Sunday, May 30, 2021

Using Lean - Optimization strategies

There are several strategies to optimize our work and to reduce or avoid waste. We will discuss the advantages and disadvantages of each strategy and a possible holistic approach that includes them all.


Correct: assess final symptoms - Most important final symptoms are defects and delays. I use the term final, because all other sources of waste could end up causing defects and delays. After discovering the delays, for example, we can assess these effects and then try to find the root causes and correct them.
Advantages -  This is like the "Year-end accounting": if we have flaws in our approach, most likely it will translate in these kinds of waste.
Disadvantages - It may be too late. We discover the problems late and apply the corrections even later.

Correct early: assess intermediate symptoms - we should consider and discover all known significant sources of waste, including those with delayed effects such as lack of built-in quality (which creates defects and delays later). We should also take into account the trends of wastes. See more on the previous post.
Advantages -  The problems are corrected early. For example. we can improve the quality before inducing significant delays.
Disadvantages - Has a good accuracy, but we cannot evaluate exactly how much possible delays and defects are reduced.

Avoid: use past experience. If we know how to avoid the waste, we can do the right thing the first time.
Advantages - that should produce a maximum effect and best work optimization.

Dataset extract —
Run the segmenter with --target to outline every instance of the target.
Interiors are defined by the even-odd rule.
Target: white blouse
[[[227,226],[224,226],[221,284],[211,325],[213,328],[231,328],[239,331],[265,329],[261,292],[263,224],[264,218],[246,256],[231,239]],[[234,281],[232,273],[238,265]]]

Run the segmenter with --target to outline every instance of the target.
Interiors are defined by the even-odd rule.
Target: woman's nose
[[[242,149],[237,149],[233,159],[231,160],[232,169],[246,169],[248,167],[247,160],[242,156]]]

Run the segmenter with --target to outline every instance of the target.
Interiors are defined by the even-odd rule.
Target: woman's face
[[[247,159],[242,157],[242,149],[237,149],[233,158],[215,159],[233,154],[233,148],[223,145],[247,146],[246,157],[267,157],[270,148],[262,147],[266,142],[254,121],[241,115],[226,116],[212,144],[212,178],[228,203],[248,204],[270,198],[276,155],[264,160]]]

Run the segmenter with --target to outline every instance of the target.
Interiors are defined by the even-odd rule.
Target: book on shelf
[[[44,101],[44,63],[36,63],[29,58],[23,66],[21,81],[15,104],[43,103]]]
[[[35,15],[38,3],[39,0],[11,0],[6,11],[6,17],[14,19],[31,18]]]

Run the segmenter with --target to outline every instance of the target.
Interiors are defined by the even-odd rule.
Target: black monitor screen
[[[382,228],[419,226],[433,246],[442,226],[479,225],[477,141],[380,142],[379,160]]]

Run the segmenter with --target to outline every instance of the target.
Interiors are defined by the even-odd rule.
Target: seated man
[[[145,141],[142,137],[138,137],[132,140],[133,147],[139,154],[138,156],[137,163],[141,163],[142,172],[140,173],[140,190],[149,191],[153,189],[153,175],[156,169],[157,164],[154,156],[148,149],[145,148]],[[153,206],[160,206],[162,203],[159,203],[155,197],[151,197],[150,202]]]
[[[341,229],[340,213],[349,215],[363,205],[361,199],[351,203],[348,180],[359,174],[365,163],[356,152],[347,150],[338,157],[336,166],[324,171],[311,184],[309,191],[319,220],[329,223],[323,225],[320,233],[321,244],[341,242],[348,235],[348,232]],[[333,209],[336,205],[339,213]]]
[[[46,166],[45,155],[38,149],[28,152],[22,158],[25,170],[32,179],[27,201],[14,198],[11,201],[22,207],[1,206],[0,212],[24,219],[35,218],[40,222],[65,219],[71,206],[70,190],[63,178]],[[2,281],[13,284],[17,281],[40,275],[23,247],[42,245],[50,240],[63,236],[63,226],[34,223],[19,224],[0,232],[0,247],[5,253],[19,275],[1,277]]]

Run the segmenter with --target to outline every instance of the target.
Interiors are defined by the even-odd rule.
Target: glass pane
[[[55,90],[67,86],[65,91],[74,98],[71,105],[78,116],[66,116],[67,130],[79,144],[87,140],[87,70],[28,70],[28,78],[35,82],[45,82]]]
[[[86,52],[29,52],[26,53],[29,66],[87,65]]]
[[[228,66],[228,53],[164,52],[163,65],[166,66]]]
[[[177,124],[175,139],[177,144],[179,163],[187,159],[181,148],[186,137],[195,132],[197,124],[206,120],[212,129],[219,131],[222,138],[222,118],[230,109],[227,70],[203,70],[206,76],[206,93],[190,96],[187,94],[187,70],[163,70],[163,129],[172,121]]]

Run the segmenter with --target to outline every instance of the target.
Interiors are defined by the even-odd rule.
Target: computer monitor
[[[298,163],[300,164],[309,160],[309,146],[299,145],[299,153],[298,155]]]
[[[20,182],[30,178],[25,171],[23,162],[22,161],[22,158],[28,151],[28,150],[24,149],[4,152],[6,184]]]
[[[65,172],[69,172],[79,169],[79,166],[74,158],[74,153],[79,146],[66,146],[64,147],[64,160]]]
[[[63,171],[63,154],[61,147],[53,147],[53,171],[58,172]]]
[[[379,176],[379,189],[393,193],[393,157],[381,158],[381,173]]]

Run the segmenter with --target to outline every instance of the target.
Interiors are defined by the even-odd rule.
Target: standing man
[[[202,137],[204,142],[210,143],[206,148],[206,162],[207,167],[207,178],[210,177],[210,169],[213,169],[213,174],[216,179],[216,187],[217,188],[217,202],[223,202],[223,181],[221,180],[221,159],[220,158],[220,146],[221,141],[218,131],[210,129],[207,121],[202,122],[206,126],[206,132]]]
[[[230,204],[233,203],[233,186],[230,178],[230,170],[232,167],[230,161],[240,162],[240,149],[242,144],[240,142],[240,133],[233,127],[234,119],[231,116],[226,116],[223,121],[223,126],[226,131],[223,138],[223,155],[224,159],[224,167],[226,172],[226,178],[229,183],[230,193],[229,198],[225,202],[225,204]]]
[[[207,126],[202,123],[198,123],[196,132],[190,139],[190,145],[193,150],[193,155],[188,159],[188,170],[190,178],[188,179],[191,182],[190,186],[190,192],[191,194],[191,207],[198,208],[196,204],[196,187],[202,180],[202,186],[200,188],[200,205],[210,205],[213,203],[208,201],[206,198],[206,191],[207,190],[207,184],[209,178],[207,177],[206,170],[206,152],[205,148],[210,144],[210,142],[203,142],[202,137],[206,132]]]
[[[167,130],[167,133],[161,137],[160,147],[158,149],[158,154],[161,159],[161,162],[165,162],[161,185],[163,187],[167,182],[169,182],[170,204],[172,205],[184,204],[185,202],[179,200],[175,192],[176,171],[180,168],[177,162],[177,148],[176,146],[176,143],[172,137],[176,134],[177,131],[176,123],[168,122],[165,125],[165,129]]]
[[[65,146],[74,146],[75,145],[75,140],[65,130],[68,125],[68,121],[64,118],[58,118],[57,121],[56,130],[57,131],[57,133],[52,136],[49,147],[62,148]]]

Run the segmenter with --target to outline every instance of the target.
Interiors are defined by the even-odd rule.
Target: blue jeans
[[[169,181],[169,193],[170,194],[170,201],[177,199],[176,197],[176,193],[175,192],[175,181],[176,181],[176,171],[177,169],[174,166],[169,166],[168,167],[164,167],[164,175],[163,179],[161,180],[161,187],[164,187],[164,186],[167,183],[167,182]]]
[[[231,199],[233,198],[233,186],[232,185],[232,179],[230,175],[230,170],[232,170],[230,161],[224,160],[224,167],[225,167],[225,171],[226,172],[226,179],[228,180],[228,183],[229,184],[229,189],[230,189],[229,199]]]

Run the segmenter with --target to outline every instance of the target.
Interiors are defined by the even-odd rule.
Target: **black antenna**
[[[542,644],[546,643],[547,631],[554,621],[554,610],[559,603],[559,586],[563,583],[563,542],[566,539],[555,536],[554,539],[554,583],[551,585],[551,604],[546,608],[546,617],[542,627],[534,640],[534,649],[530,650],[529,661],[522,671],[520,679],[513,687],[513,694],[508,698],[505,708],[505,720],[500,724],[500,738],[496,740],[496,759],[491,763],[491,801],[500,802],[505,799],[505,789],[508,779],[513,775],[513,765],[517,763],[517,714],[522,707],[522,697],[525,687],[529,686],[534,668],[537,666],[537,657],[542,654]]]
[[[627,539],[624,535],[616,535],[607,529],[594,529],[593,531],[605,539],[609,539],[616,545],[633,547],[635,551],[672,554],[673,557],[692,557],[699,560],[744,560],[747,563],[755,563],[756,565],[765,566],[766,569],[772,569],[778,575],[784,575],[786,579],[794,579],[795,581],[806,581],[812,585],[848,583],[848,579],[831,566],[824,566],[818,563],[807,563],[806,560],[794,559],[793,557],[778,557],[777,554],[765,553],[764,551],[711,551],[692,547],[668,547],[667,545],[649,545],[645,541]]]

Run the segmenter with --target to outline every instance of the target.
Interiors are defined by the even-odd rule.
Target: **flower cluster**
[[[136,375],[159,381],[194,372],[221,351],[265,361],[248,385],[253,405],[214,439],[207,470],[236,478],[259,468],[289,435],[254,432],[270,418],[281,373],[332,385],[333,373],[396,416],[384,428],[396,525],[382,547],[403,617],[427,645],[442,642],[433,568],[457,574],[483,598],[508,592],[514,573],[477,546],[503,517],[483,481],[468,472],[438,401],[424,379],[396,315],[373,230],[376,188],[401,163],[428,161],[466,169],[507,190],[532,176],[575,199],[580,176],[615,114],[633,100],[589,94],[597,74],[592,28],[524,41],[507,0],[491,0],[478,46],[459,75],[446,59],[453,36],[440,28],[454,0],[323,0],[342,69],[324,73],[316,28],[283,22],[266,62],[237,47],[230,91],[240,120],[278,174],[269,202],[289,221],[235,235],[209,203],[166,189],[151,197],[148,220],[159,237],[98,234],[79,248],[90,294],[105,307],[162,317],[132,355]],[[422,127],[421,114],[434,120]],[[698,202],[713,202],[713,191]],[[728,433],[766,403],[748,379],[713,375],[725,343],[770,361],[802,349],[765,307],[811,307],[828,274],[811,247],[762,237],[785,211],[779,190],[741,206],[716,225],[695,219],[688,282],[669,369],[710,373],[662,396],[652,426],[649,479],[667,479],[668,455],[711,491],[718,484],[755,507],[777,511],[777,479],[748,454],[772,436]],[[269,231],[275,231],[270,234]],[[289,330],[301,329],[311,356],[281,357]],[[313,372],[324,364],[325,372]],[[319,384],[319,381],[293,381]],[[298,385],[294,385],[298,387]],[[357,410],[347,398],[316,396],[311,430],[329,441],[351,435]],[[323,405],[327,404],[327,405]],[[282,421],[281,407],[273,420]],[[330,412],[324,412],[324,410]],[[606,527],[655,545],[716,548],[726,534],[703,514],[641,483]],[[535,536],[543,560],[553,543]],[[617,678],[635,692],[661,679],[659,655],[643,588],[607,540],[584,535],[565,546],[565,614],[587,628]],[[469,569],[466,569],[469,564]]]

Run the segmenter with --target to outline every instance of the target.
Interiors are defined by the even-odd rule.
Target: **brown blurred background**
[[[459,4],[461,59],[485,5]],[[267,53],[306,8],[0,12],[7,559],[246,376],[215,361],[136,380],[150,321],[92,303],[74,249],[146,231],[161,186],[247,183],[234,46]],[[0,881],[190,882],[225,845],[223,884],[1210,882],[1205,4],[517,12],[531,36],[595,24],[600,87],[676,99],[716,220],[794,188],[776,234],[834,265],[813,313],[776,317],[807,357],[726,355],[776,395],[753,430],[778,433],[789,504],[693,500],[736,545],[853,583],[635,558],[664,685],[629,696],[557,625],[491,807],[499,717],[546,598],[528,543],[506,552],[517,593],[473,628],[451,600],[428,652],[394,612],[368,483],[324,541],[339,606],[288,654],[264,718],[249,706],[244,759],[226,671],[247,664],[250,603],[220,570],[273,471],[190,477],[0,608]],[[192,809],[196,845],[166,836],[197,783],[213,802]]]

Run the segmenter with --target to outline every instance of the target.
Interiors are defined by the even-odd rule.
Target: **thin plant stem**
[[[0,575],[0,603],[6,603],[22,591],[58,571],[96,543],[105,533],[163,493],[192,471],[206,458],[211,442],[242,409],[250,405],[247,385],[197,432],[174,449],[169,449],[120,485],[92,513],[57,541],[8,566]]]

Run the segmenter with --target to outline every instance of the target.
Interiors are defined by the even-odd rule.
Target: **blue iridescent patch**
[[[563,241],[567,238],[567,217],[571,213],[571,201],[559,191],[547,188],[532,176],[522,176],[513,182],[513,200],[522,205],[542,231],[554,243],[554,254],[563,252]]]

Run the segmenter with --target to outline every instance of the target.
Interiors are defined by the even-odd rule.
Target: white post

Check your understanding —
1. Which two final symptoms does the Lean optimization post identify as most important?
2. Carry on the Lean optimization post from the point where it stops.
The entries have nothing to do with the Lean optimization post.

Answers by item number —
1. Defects and delays.

2.
Disadvantages - it is not so clear how much waste has been avoided.

Question: When and how can we apply the three approaches?

A simple answer might be to use them in this sequence:

  • Avoid, use past experience
  • Correct early. What cannot be solved by experience should be discovered and resolved early 
  • Correct, assess final symptoms. This should be the last line of defense, but it is also very important and must not be skipped.

 A better answer will have some additional comments:

  • Make an initial assessment based on existent information and metrics. Apply last two steps (corrections) based on historical information.
  • Always use conclusions from late steps to learn and shift to the left the optimization. 

We need to evolve from correction to prevention 

This approach is consistent with Disciplined Agile Guided Process Improvement logic: succeed early instead of failing fast. My recommendation is to use DA Toolkit or any similar guidance in all three steps. At the same time a good experience in using Lean to avoid waste will be very useful.